* Begin WORKING DATA *

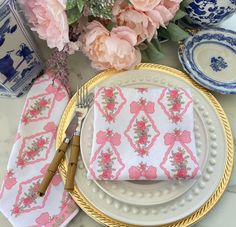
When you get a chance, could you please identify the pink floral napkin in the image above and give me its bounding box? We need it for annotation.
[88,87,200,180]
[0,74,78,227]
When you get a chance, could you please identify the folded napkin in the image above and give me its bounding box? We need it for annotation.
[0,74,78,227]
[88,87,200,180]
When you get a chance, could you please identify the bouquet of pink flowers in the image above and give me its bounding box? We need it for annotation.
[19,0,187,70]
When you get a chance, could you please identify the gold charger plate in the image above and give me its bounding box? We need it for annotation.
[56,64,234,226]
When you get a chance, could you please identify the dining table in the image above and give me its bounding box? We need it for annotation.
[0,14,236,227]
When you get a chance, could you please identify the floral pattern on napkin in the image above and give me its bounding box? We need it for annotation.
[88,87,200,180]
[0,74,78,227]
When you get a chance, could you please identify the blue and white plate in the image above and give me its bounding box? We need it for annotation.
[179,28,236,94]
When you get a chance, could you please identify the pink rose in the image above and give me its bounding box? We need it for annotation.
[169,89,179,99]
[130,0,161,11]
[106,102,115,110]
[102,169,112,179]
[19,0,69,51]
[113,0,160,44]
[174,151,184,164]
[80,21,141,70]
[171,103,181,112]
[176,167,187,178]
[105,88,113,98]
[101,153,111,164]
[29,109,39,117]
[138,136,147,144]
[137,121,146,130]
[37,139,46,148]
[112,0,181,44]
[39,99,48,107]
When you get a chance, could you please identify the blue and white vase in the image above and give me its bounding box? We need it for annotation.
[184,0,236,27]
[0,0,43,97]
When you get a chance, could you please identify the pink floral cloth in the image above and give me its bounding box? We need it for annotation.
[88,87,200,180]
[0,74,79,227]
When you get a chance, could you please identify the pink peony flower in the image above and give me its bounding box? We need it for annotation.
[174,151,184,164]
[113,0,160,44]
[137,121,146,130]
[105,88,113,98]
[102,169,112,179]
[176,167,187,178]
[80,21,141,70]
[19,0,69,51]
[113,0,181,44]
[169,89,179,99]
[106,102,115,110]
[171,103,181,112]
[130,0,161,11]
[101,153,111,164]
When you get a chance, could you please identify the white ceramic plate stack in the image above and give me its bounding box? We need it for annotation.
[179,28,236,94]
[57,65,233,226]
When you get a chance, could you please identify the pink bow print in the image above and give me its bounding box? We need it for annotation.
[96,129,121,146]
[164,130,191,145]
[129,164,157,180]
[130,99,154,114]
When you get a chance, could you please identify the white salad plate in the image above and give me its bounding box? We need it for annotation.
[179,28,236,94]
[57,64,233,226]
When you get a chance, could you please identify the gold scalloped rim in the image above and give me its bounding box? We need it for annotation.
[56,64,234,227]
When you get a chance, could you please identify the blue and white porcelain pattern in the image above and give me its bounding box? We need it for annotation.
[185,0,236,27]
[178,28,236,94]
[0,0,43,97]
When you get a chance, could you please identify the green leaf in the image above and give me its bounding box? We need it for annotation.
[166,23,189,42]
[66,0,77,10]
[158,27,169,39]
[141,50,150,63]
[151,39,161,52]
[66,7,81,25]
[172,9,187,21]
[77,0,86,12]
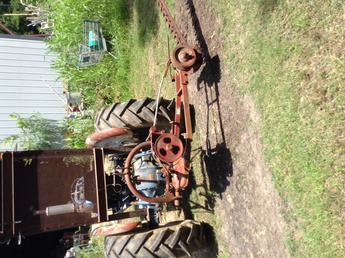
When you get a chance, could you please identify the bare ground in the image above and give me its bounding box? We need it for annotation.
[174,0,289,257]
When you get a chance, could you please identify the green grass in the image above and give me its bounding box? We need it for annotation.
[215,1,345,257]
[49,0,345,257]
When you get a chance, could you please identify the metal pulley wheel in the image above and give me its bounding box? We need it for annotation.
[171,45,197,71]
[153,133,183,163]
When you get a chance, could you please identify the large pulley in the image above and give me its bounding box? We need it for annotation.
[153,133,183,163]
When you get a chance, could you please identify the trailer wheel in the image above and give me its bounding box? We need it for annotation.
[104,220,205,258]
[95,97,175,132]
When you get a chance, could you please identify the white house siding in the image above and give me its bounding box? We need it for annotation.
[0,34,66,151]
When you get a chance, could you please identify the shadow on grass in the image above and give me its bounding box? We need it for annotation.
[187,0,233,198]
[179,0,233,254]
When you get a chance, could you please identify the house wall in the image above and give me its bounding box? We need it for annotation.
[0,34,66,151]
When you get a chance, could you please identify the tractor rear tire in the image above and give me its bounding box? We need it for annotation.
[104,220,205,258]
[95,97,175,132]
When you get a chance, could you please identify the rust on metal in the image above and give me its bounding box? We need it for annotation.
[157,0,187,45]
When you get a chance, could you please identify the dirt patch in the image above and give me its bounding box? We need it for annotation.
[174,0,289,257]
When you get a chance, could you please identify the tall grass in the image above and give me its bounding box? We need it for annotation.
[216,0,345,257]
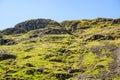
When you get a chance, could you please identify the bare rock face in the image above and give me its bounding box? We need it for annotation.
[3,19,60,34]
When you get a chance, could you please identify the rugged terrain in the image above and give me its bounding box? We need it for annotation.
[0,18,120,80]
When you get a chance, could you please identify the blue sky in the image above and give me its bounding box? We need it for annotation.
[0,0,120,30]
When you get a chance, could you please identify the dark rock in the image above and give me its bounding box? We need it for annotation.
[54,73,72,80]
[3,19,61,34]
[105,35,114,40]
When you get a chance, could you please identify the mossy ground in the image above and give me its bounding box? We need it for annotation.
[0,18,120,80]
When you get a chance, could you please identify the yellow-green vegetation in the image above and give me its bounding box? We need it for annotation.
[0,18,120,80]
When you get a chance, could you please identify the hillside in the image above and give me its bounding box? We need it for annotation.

* End WORKING DATA *

WHAT IS EXPECTED.
Repeat, word for word, the lines of the material between the line holding "the white house" and the line holding "[179,0,233,254]", inclusive.

TASK SOLUTION.
When you get a chance, could you please identify the white house siding in the image above and give me its bounding box? We need it for annotation.
[0,34,66,151]
When you get a chance, could you please identify the shadow on grass in the image above and give me its bounding box? We need it for annotation.
[187,0,233,198]
[179,0,233,254]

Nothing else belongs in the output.